WHAT YOU WILL DO: Only some lines are wanted. Transcribe, exactly, the lines below from the line with "Kindly mark the innermost point of each instance of the plastic" up to and including the line with "Kindly mark the innermost point of each instance of the bib".

MATERIALS PROVIDED:
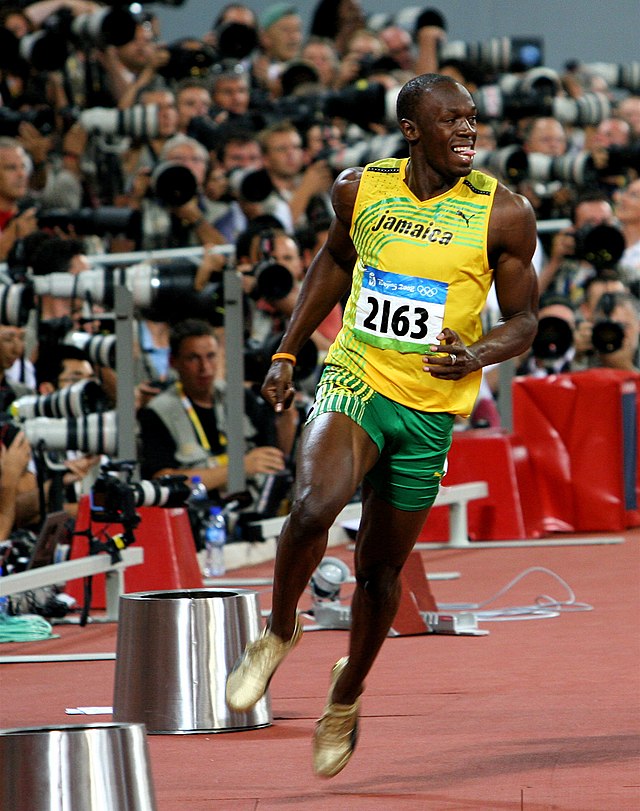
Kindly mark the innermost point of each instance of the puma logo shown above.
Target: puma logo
(464, 216)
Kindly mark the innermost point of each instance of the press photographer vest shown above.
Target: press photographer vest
(168, 406)
(422, 266)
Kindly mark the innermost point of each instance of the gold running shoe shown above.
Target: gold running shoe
(251, 674)
(336, 732)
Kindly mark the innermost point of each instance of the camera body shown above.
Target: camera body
(114, 499)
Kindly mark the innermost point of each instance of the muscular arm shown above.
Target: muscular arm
(512, 241)
(326, 282)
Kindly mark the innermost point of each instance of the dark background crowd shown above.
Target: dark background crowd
(129, 160)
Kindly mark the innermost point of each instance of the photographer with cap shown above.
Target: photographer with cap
(281, 38)
(567, 268)
(171, 198)
(182, 430)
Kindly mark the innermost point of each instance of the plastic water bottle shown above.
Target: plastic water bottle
(215, 537)
(198, 491)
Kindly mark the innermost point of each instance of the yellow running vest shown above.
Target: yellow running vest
(422, 266)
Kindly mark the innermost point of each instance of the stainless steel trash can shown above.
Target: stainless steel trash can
(174, 652)
(90, 767)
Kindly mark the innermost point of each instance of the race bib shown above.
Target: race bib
(394, 311)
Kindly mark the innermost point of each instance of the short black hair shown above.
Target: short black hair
(55, 255)
(188, 328)
(414, 90)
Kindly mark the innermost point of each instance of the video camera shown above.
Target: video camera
(42, 118)
(513, 164)
(137, 121)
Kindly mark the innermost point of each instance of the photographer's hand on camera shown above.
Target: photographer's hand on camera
(192, 217)
(278, 389)
(264, 459)
(316, 179)
(79, 468)
(563, 246)
(582, 342)
(19, 227)
(38, 146)
(211, 263)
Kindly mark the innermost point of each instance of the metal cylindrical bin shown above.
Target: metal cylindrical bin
(90, 767)
(175, 650)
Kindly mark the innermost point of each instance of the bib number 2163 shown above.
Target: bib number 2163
(399, 312)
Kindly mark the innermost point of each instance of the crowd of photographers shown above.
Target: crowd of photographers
(114, 142)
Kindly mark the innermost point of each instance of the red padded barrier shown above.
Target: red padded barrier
(170, 560)
(511, 510)
(574, 430)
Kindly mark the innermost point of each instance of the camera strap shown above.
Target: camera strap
(191, 413)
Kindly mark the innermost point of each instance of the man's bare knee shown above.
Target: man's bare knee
(379, 583)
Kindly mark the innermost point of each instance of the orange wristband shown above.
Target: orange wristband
(284, 356)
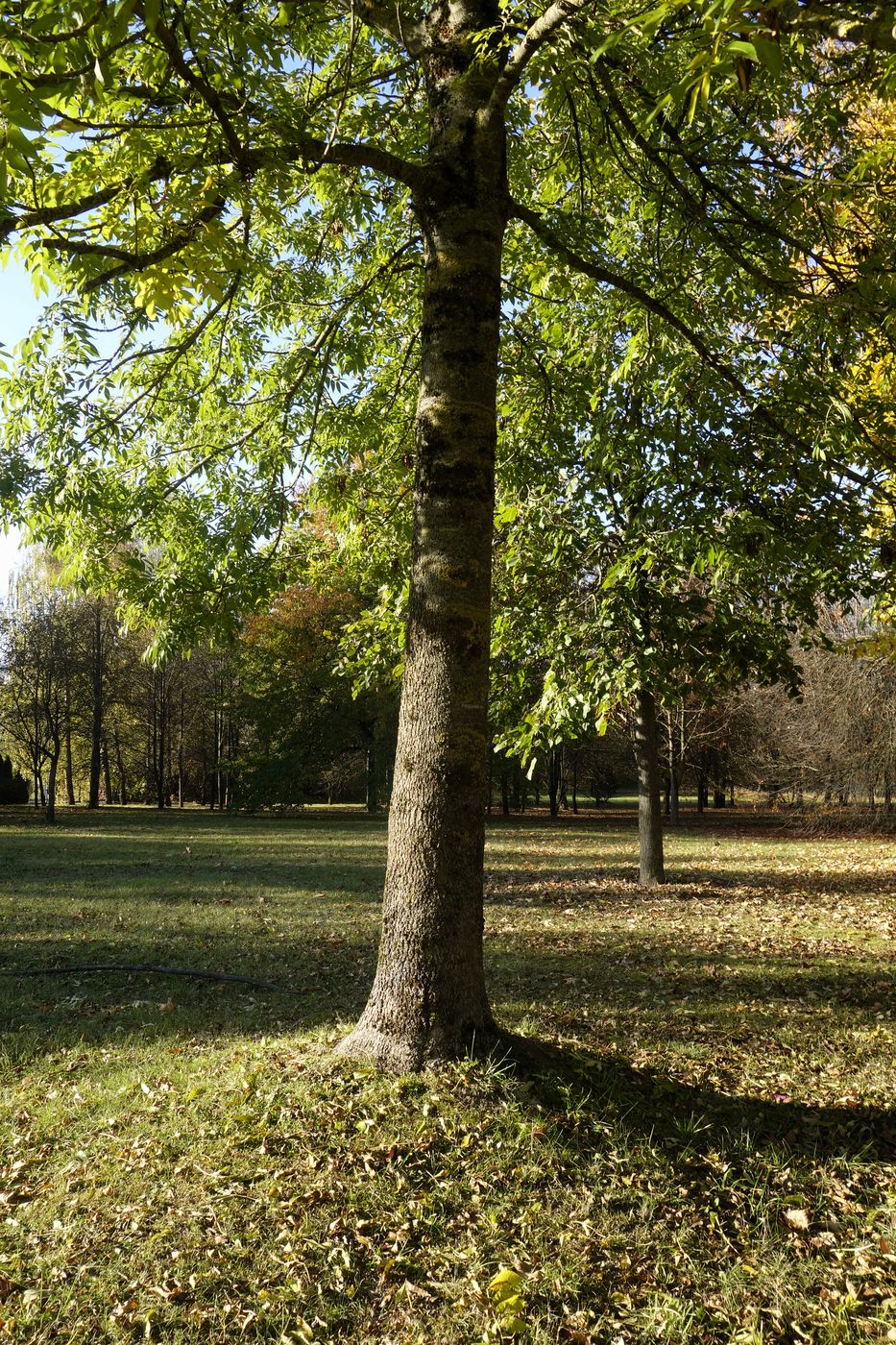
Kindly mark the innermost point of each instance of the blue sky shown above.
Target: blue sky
(19, 309)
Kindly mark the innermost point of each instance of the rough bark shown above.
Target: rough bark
(428, 1001)
(67, 739)
(96, 719)
(650, 823)
(51, 784)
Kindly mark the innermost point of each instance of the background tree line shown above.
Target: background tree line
(264, 720)
(274, 720)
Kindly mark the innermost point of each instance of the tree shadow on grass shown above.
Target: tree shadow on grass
(583, 1091)
(322, 979)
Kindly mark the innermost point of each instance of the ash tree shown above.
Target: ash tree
(285, 211)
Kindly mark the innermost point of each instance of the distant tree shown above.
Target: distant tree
(13, 787)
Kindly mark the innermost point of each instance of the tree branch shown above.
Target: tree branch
(875, 30)
(541, 31)
(655, 306)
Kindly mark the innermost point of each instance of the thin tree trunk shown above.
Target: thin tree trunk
(51, 784)
(70, 797)
(673, 796)
(554, 770)
(428, 1001)
(96, 719)
(650, 824)
(123, 783)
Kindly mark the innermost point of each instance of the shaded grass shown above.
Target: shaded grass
(690, 1138)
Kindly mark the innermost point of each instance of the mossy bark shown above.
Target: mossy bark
(650, 822)
(428, 1001)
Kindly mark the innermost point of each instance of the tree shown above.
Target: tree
(272, 182)
(37, 646)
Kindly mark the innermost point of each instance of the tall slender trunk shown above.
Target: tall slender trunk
(674, 786)
(370, 780)
(67, 733)
(650, 823)
(96, 719)
(429, 999)
(51, 783)
(554, 779)
(181, 746)
(123, 783)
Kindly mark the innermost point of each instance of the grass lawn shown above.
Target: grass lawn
(701, 1147)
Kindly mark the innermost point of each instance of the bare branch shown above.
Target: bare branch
(655, 306)
(875, 29)
(541, 31)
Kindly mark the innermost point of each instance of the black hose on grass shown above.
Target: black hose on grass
(155, 971)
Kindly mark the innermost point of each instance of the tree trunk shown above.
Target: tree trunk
(96, 719)
(554, 770)
(373, 797)
(123, 783)
(69, 766)
(428, 1001)
(650, 824)
(51, 786)
(674, 786)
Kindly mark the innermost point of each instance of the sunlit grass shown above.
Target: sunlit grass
(697, 1147)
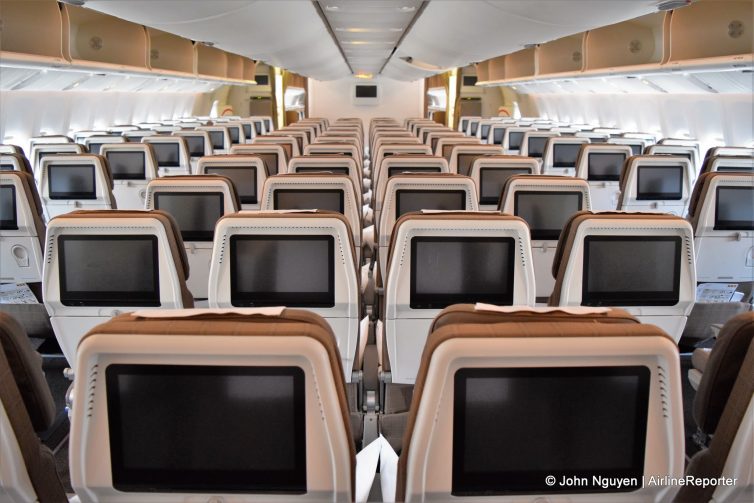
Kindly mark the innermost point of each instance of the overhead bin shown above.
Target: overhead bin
(102, 41)
(32, 32)
(170, 53)
(712, 29)
(564, 55)
(520, 64)
(633, 43)
(210, 61)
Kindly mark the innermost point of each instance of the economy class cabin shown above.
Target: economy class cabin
(376, 251)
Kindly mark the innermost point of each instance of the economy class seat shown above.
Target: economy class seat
(723, 410)
(490, 173)
(439, 259)
(640, 262)
(546, 203)
(561, 155)
(601, 166)
(240, 384)
(133, 259)
(247, 172)
(656, 183)
(22, 241)
(28, 471)
(481, 421)
(171, 153)
(132, 166)
(463, 156)
(196, 202)
(322, 191)
(415, 192)
(303, 259)
(71, 182)
(274, 156)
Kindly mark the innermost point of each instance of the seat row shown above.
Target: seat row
(252, 404)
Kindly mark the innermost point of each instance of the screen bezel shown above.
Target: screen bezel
(400, 192)
(158, 144)
(52, 170)
(534, 482)
(244, 199)
(545, 234)
(643, 298)
(120, 176)
(482, 171)
(192, 235)
(258, 481)
(728, 225)
(659, 196)
(10, 225)
(148, 298)
(419, 300)
(603, 178)
(339, 192)
(561, 145)
(288, 299)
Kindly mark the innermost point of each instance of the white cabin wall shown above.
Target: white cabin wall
(32, 113)
(713, 119)
(333, 99)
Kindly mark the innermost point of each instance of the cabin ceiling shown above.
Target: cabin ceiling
(293, 34)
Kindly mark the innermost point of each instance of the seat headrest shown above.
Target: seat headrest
(166, 219)
(722, 370)
(26, 366)
(568, 233)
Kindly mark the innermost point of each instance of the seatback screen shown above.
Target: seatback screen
(68, 181)
(293, 271)
(485, 132)
(605, 167)
(308, 199)
(235, 134)
(244, 178)
(546, 212)
(515, 139)
(564, 154)
(195, 145)
(497, 135)
(417, 200)
(734, 208)
(631, 271)
(659, 182)
(8, 219)
(195, 212)
(492, 180)
(536, 146)
(167, 154)
(88, 276)
(451, 270)
(126, 165)
(218, 139)
(399, 170)
(270, 160)
(561, 422)
(207, 429)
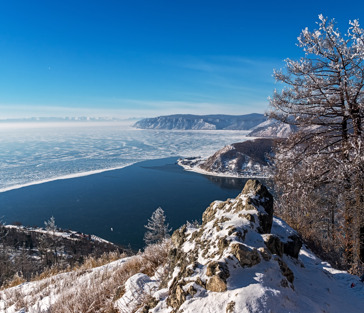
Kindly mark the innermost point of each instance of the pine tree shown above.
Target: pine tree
(158, 229)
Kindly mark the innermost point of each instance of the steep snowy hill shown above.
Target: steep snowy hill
(240, 260)
(243, 159)
(202, 122)
(272, 129)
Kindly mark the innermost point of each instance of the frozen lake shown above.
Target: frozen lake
(97, 198)
(43, 152)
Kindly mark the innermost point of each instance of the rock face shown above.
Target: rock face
(272, 129)
(202, 122)
(234, 237)
(248, 158)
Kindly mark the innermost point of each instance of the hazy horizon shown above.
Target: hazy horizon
(142, 58)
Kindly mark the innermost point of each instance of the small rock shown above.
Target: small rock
(274, 244)
(246, 256)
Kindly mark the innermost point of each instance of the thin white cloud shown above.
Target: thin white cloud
(127, 108)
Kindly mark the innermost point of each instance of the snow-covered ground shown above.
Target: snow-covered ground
(232, 174)
(233, 262)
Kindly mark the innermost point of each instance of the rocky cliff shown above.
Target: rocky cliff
(243, 159)
(202, 122)
(241, 259)
(272, 129)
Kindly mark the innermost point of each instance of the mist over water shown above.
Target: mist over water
(114, 204)
(36, 153)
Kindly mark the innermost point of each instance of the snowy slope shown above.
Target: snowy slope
(240, 259)
(272, 129)
(234, 262)
(242, 159)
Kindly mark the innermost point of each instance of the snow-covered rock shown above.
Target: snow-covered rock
(236, 261)
(202, 122)
(272, 129)
(243, 159)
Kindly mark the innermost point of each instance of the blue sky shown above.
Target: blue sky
(147, 58)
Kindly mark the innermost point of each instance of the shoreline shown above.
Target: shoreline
(64, 177)
(198, 170)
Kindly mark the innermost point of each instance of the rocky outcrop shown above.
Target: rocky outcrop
(202, 122)
(244, 159)
(234, 236)
(272, 129)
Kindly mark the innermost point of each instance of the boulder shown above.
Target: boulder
(245, 255)
(274, 244)
(293, 246)
(260, 197)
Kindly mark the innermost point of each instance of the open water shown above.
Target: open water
(97, 198)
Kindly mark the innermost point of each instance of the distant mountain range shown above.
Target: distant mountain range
(258, 124)
(63, 119)
(202, 122)
(242, 159)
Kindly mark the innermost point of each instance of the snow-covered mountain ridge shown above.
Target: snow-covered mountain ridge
(243, 159)
(202, 122)
(240, 259)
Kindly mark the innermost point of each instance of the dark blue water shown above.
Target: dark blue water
(121, 200)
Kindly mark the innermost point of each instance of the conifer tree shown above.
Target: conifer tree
(158, 229)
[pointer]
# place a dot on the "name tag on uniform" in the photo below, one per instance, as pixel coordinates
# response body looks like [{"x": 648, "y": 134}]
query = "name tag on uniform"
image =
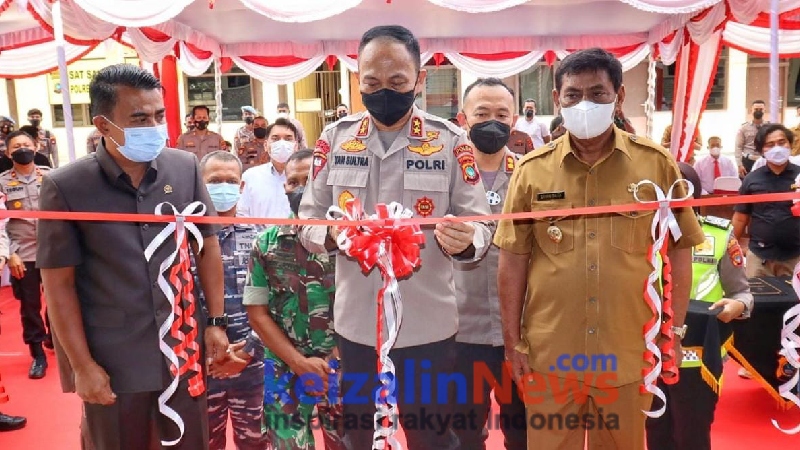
[
  {"x": 351, "y": 160},
  {"x": 544, "y": 196},
  {"x": 426, "y": 164}
]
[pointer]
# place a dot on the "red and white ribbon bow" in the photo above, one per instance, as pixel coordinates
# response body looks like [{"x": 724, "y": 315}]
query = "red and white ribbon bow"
[
  {"x": 178, "y": 313},
  {"x": 660, "y": 358},
  {"x": 394, "y": 248}
]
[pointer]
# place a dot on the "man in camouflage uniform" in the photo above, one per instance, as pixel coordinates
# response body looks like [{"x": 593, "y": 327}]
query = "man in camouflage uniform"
[
  {"x": 245, "y": 133},
  {"x": 289, "y": 297},
  {"x": 236, "y": 386},
  {"x": 47, "y": 142},
  {"x": 92, "y": 141},
  {"x": 745, "y": 150}
]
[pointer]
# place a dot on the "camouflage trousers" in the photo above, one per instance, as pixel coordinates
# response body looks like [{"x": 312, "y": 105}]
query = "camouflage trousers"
[
  {"x": 241, "y": 398},
  {"x": 290, "y": 419}
]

SOLUTION FOR THIS TASK:
Kindly mark the innermost point of each instance of the plastic water bottle shown above.
Target: plastic water bottle
(215, 537)
(198, 491)
Kindly mark the innermost point of each instance of the yellow running vest shown above.
Target: yellow running vest
(422, 266)
Kindly mark the innermost point of each instance of the stainless steel trash can shown above.
Target: stainless steel trash can
(174, 652)
(90, 767)
Kindly mark the innermost point of each instance of the race bib shown above.
Target: race bib
(394, 311)
Kindly mark the innermost point of each instance of the short black hair shown above.
Target: short black hair
(55, 255)
(188, 328)
(414, 90)
Kindly mark the innermost point of each instance of the video camera shown above.
Target: video camera
(42, 118)
(513, 164)
(137, 121)
Kindly mark the innermost point of each instance of the photographer's hand on camera shown above.
Target: photographer's hand on camera
(192, 217)
(278, 389)
(264, 459)
(316, 179)
(79, 468)
(563, 246)
(582, 342)
(19, 227)
(38, 146)
(211, 263)
Kindly mark the innermost point of each instance of the metal cylindrical bin shown above.
Target: metal cylindrical bin
(90, 767)
(175, 650)
Kindly mark the innermost point of each instance of the bib number 2163 shown above.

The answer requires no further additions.